*Document text*.
--*--
Contemporary Issues in Urban Forest Management: #2 Sustainability

Forest Sustainability Within a Metropolitan Watershed
Steps Recommended by the Tampa Bay Forest Working Group

Management approaches to the sustainability of urban and urbanizing forests are poorly defined in both scope and application (Clark et al. 1997). As our populations grow, urban centers expand into the countryside, changing the character and function of forests, and there value to human society. How we work toward achieving the goal of sustainability will have a direct impact on not only human health and well-being, but the well-being of all living creatures with our metropolitan watersheds. Older models of urban forest management were tree-centric. These saw the individual tree as the key point of conservation within urban areas. While this approach persisted for centuries, and remains an important component of urban forest management today, it does not fully meet the conservation needs of the urbanizing environment found in this Age of the Anthropocene.

Below are a series of steps recommended by the Tampa Bay Watershed Forest Working Group for initiating a sustainable approach to forest conservation in urban and urbanizing regions. It is not intended to be definitive, but a starting point.
--*--
*Information supplied*.
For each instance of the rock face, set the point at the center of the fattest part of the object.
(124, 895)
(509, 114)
--*--
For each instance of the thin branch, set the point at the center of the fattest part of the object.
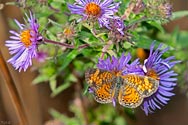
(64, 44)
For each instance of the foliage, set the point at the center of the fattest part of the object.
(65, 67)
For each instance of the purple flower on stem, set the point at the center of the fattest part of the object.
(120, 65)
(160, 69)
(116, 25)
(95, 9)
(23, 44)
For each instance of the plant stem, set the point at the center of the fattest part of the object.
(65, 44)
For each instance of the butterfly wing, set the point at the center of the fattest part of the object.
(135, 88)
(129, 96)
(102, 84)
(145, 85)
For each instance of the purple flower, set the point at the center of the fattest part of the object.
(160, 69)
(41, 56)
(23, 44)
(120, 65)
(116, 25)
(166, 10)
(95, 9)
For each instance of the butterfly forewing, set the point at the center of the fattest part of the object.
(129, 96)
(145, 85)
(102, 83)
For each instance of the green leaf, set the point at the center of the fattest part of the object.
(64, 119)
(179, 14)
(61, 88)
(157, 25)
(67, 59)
--*--
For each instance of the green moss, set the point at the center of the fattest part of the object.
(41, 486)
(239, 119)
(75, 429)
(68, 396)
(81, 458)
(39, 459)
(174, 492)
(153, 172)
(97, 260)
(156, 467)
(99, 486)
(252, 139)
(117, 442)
--*--
*Exercise tasks*.
**A)** In the urban forest sustainability text, what did older, tree-centric models of urban forest management see as the key point of conservation within urban areas?
**B)** For each statement, say whether the urban forest sustainability text agrees, and quote the words from it that decide: (i) The recommended steps are meant to be definitive. (ii) The tree-centric approach persisted for centuries. (iii) The steps come from the Tampa Bay Watershed Forest Working Group.
**C)** Pick up the urban forest sustainability text after its last sentence and keep writing.
Nothing in the records is needed here.

*Answer set*.
**A)** The individual tree.

**B)**
(i) No: "It is not intended to be definitive, but a starting point."
(ii) Yes: "While this approach persisted for centuries"
(iii) Yes: "recommended by the Tampa Bay Watershed Forest Working Group"

**C)**
Investigation of these Key Resource Trends
  • Loss of forest cover and shifts in forestland use
  • Parcelization of private woodlands into smaller and more numerous tracts
  • Loss of biological diversity
  • Increase of exotic – invasive species of plants and animals
  • Increased susceptibility to insect and disease
Development of Needed Implementation Mechanisms for Conservation
  • Voluntary market-based approaches to conservation
  • Monetization of ecosystem services
  • Protection of critical forest lands
  • Community-based stewardship
  • Public and private easements
  • Strategic and management planning
  • Targeted forest research and technology transfer
Development of Information Management Systems
  • Creation of baseline mapping of forest
  • Development of protocols for collecting, organizing and sharing data
  • Objective monitoring of change
  • Assessment of condition and effectiveness of protected areas
  • Organization of information so it is useful to decision-making

The Tampa Bay Watershed – Forest Working Group is a collaboration local, state and federal urban and community forestry professionals and researchers whose focus is on the development of information and technologies that promote forest sustainability in the Tampa Bay Watershed.